Reproduce verbatim the portion of the Jacques Bonfrère passage below from "Jacques Bonfrère (12" to "of his judgment.".

SOURCE PASSAGE>

________________

Jacques Bonfrère (12 April 1573, in Dinant, Belgium – 9 May 1642, in Tournai, Belgium) was a Jesuit priest, Biblical scholar and leading commentator on the Old Testament.

==Life==
Bonfrere entered the Society of Jesus in 1592. After having taught rhetoric, philosophy, and theology, he devoted himself to the Sacred Scriptures. He was long a professor of Scripture and Hebrew at Douai, where he was Superior of the Scots College. François Sweerts, in his Atheneae Belgicae, speaks of him as a man of rare virtue; he praises his industry and prudence, as well as the penetration of his mind and the solidity of his judgment.

==Works==
Bonfrère owes his fame to his work in the department of Sacred Scriptures, into which, he tells us, he had been initiated by Cornelius a Lapide. His Praeloquia was, in 1839, selected by Jacques Paul Migne as the most suitable treatise or general introduction with which to begin his Sacrae Scripturae Cursus Completus (I, cols. 5–242). In this work, Bonfrère deals with subjects pertaining to the Bible as a whole. His selection and treatment of topics was largely determined by the controversies of the time regarding the value of the Vulgate, the obscurity of Scripture, etc. The historical methods now applied to the canon text, and hermeneutics of Sacred Scripture were not known in his time. He deals with inspiration in one chapter (ch. viii: De modo quo Deus cum hisce Scriptoribus hagiographis habuit). The views he sets forth here do not in all respects agree with the teachings of modern Catholic theologians. He holds, for instance, that approval of a writing by God, subsequent to its composition, would suffice to make it canonical. In point of fact, though, he assures us, no book of the Bible was so composed. He then expresses the opinion that when writing on what they knew without revelation, the sacred authors only had the assistance necessary to preserve them from error. He does not make a clear distinction between inspiration and revelation. (See Pesch, De Inspiratione," Nos. 323 and 324).

The "Praeloquia" were published along with a commentary on the Pentateuch in a volume entitled: Pentateuchis Mosis commentario illustatis, praemissis praeloquiis perutilibus (fol., Antwerp, 1625). This was followed by his commentary on Josue, Judges, and Ruth, to which he added a treatise on sacred geography, composed by Eusebius and translated by Jerome: Josue, Judices et Ruth commentario illustarti. Accessit Onomasticon (fol. Paris, 1631). Bonfrère had undertaken to explain the Books of Kings before his work on the Pentateuch, he tells us in his preface to the latter; but he had felt the need of going back to the beginning of things. His Libri Regnum et Paralipomenon commentariis illustrati was given to the press in Tournai, in 1643, after his death. But the printing-house was burned, and the work did not appear. Biographers have no reference even to the manuscripts. Bonfrère is said to have left commentaries on nearly all the other books of the Bible. His explanation of the text of scripture shows a very good knowledge of Hebrew, and pays special attention to the places mentioned. His erudition is extensive for his time. The soberness and judiciousness of his comments are generally admired among Catholic theologians.

==Bibliography==
- Philippe Alegambe, Bibl. Script.
- S.J., Andre, Bib. belgica
- François Sweerts, Athenae Belgicae.

________________

SUPPLIED ENTRIES>
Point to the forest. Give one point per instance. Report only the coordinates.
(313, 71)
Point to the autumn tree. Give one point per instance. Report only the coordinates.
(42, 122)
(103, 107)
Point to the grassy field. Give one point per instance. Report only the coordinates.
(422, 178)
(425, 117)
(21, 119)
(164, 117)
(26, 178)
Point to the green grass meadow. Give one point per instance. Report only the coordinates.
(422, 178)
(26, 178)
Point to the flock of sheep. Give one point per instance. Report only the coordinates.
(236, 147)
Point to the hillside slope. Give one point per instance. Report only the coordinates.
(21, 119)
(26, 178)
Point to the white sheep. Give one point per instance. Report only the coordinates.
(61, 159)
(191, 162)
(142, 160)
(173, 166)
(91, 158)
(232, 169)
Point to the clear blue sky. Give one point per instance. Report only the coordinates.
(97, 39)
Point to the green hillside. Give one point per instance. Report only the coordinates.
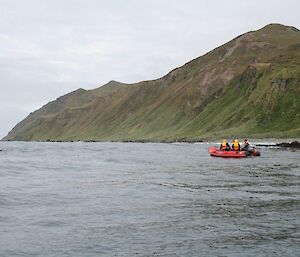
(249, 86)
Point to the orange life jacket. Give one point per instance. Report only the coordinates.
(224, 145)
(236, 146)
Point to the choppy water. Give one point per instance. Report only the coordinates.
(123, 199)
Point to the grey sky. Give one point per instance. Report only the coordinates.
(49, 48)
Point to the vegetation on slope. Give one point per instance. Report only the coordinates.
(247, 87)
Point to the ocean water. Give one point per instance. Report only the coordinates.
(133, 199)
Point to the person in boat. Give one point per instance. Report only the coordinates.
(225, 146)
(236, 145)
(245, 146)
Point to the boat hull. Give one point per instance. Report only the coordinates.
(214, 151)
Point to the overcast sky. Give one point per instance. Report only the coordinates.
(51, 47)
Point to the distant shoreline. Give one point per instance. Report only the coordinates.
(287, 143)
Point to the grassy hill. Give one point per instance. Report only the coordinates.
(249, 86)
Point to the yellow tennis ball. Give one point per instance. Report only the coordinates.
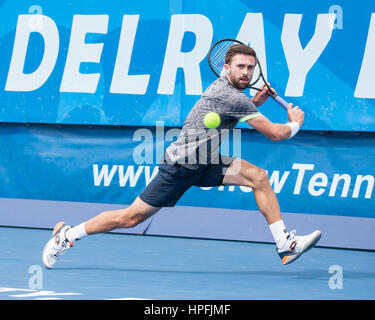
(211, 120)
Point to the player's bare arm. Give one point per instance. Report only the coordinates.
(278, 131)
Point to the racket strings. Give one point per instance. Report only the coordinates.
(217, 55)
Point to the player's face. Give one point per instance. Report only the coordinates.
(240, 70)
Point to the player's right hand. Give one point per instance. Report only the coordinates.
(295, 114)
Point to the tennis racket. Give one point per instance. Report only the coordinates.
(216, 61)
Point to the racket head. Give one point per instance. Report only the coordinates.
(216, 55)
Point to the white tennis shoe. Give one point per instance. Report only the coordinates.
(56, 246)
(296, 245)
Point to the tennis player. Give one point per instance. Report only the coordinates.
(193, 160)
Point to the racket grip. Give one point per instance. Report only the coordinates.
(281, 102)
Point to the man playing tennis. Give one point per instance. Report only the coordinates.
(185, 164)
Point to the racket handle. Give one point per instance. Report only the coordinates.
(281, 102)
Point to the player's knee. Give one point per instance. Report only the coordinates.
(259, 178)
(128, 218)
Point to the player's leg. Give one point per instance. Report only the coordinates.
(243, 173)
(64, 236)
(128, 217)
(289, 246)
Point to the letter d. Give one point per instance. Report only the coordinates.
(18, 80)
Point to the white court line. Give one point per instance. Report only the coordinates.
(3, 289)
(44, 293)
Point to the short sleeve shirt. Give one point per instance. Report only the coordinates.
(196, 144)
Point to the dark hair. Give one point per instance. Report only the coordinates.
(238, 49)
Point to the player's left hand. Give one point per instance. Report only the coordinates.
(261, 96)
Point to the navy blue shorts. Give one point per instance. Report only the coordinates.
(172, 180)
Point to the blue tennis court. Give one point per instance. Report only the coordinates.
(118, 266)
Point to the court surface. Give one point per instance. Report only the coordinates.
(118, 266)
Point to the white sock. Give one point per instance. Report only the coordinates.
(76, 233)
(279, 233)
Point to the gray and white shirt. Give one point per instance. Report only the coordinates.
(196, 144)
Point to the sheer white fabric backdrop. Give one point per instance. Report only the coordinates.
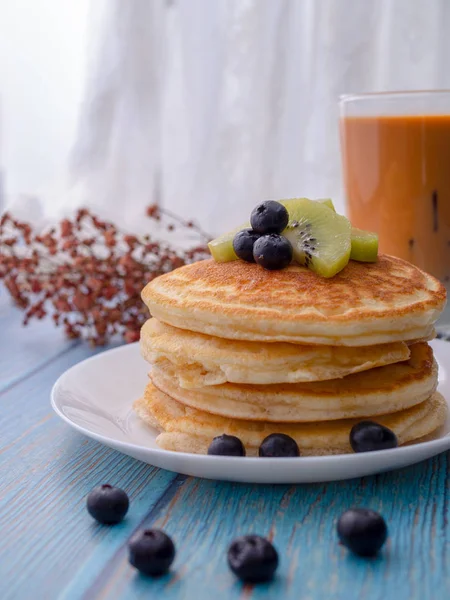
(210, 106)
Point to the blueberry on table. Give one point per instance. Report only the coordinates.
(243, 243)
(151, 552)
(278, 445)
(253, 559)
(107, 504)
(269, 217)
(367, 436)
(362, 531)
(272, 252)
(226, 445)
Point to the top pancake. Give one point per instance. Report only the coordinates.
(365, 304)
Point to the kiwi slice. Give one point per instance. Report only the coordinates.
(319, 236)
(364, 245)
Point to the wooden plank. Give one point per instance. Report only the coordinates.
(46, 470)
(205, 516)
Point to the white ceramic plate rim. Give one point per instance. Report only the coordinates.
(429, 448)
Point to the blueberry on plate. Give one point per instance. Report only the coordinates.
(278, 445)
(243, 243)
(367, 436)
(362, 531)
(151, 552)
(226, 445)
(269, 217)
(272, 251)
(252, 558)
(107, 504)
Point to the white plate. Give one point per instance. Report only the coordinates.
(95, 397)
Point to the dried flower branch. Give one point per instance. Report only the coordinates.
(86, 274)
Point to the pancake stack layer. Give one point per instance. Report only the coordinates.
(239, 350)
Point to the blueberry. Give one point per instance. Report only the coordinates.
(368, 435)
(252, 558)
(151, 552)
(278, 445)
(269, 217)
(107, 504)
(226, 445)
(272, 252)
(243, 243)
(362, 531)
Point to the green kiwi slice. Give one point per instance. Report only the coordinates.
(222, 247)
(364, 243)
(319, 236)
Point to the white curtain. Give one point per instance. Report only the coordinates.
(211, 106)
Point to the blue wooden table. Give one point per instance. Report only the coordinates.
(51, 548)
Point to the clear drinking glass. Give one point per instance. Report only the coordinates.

________________

OUTPUT>
Jacques Bonfrère (12 April 1573, in Dinant, Belgium – 9 May 1642, in Tournai, Belgium) was a Jesuit priest, Biblical scholar and leading commentator on the Old Testament.

==Life==
Bonfrere entered the Society of Jesus in 1592. After having taught rhetoric, philosophy, and theology, he devoted himself to the Sacred Scriptures. He was long a professor of Scripture and Hebrew at Douai, where he was Superior of the Scots College. François Sweerts, in his Atheneae Belgicae, speaks of him as a man of rare virtue; he praises his industry and prudence, as well as the penetration of his mind and the solidity of his judgment.